begin Records for this exercise
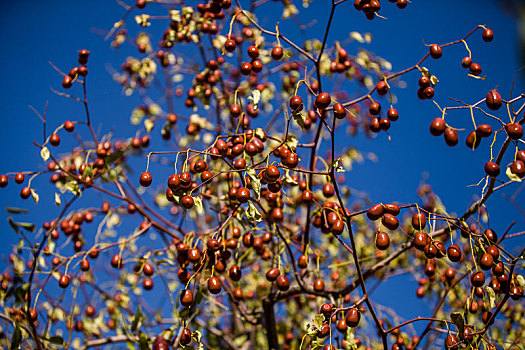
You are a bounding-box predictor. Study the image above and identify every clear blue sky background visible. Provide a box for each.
[0,0,525,340]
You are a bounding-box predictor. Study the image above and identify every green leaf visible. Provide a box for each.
[246,202,262,222]
[472,240,483,261]
[144,118,155,133]
[345,327,357,350]
[282,169,299,185]
[106,151,124,165]
[485,286,496,308]
[248,89,261,109]
[64,180,82,197]
[286,134,299,152]
[450,312,465,334]
[139,332,149,350]
[246,166,261,200]
[10,321,22,350]
[55,192,62,207]
[131,305,142,332]
[332,158,346,173]
[191,330,202,343]
[40,146,51,162]
[6,207,29,214]
[313,314,325,331]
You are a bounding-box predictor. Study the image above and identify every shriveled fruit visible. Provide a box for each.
[276,275,290,292]
[485,161,500,177]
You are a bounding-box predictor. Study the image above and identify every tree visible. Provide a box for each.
[0,0,525,349]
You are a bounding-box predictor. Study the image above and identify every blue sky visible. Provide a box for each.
[0,0,525,344]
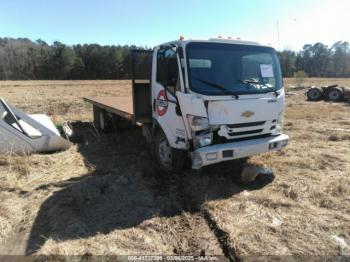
end Records for this exercise
Short task: Rewrite all the records above with every "bounding-box predictor" changed to "object locator" and nothing else altered. Omit the pictures from your answer.

Finished answer:
You are a object locator. Study the image above and identify every clear blue sky background visible. Provide a box for each.
[0,0,525,340]
You are a object locator. Study the image above and identify every green leaf visible. Provide a box for each.
[246,202,262,222]
[472,240,483,261]
[144,118,155,133]
[345,327,357,350]
[282,169,299,185]
[106,151,124,165]
[485,286,496,308]
[248,89,261,109]
[64,180,82,197]
[286,134,299,152]
[450,312,465,334]
[139,332,149,350]
[246,166,261,200]
[10,321,22,350]
[55,192,62,207]
[131,305,142,332]
[332,158,346,173]
[191,330,202,343]
[40,146,51,162]
[6,207,29,214]
[313,314,325,331]
You are a object locator. Study the image above and identify every shriveled fruit visible. Provide a box for each.
[276,275,290,292]
[485,161,500,177]
You are a object locator. Study the image above and identify every tree visible. Provide a box for each.
[0,0,525,349]
You are a object locator. Study the image above and identify every blue sky visible. Provide a box for each.
[0,0,525,344]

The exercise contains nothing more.